[The problem] Lay out the data below as a Markdown table with a Row column holding the row number and a Text column holding each line, skipping blank lines. Leave the pictures out of the table.

[Records shown]
-*-

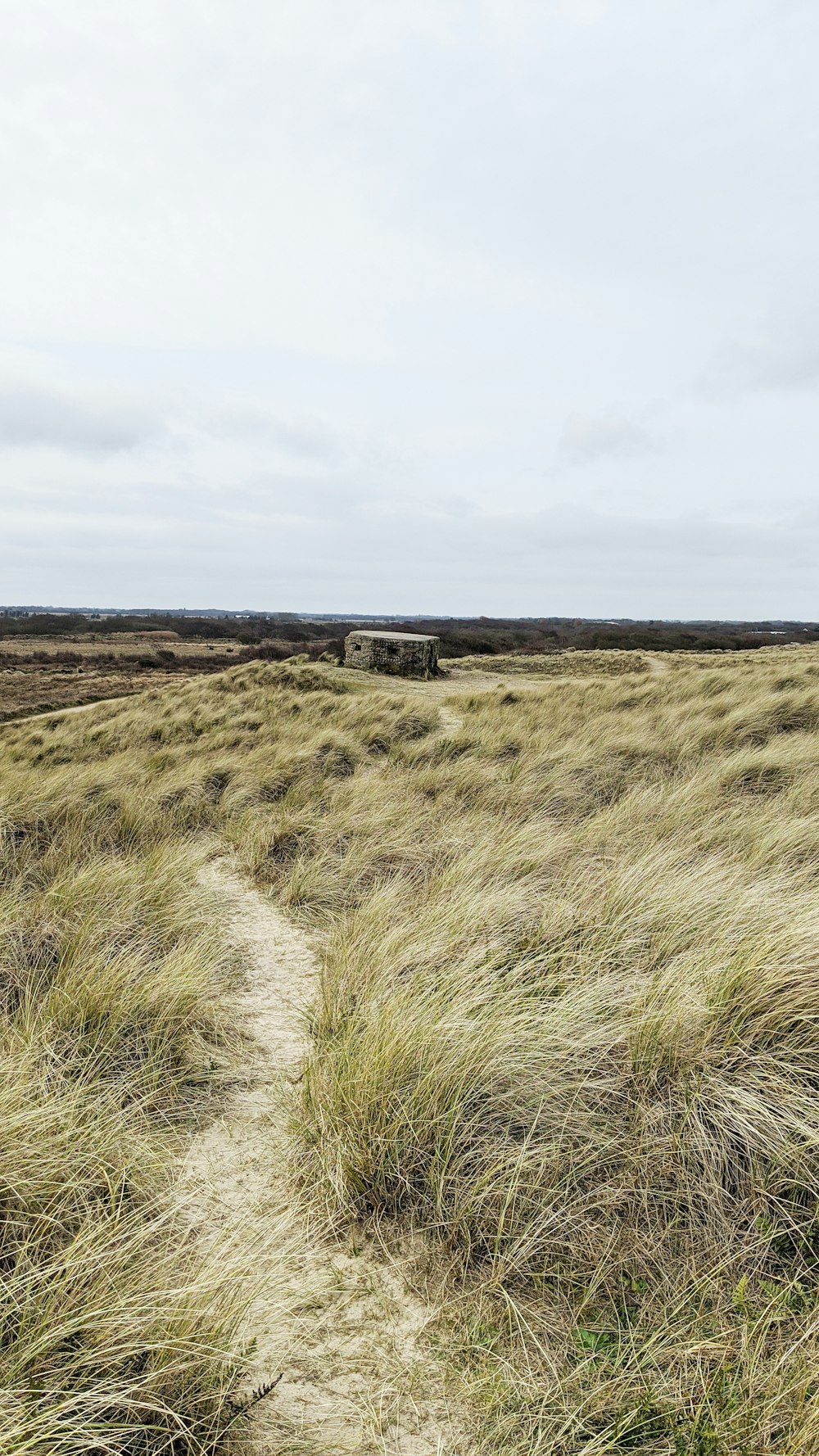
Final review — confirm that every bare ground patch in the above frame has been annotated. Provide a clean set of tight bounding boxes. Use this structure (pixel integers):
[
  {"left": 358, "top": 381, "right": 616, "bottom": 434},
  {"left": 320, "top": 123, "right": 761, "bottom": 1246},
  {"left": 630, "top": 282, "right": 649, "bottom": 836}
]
[{"left": 187, "top": 862, "right": 469, "bottom": 1456}]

-*-

[Task answer]
| Row | Text |
|---|---|
| 1 | Final review — confirm that every bare ground patch in the above frame has been annotated. Provide a clean set of tight bounding boxes. Use this structure (pixel integers): |
| 2 | [ |
| 3 |   {"left": 358, "top": 381, "right": 616, "bottom": 434}, |
| 4 |   {"left": 320, "top": 123, "right": 761, "bottom": 1246}, |
| 5 |   {"left": 630, "top": 282, "right": 649, "bottom": 836} |
| 6 | ] |
| 7 | [{"left": 187, "top": 862, "right": 469, "bottom": 1456}] |